- [PROBLEM DESCRIPTION] Write out the following material verbatim, line by line.

- [DATA FOR THE TASK]
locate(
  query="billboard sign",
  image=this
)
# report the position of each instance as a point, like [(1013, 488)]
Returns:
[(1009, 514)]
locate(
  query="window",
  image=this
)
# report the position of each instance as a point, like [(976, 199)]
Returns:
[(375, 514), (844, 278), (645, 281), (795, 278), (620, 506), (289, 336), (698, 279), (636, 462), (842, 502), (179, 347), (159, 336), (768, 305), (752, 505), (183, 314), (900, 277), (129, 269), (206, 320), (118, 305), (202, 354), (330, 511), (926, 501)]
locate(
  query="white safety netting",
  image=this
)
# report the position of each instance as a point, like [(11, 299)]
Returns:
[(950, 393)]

- [FULL ANSWER]
locate(
  query="billboard sign",
  image=this
)
# report the position of each instance as a point, like [(1013, 488)]
Returns:
[(1009, 514)]
locate(
  query="window",
  image=this
)
# report the position of each instance as a point, like [(976, 199)]
Returns:
[(375, 514), (844, 278), (645, 281), (795, 278), (620, 506), (289, 336), (698, 279), (636, 462), (842, 502), (179, 347), (159, 336), (768, 305), (752, 505), (183, 314), (900, 277), (129, 269), (206, 320), (118, 305), (202, 354), (330, 511), (926, 501)]
locate(
  query="white safety netting",
  image=this
)
# report the position of each instance as a point, like [(11, 299)]
Returns:
[(950, 393)]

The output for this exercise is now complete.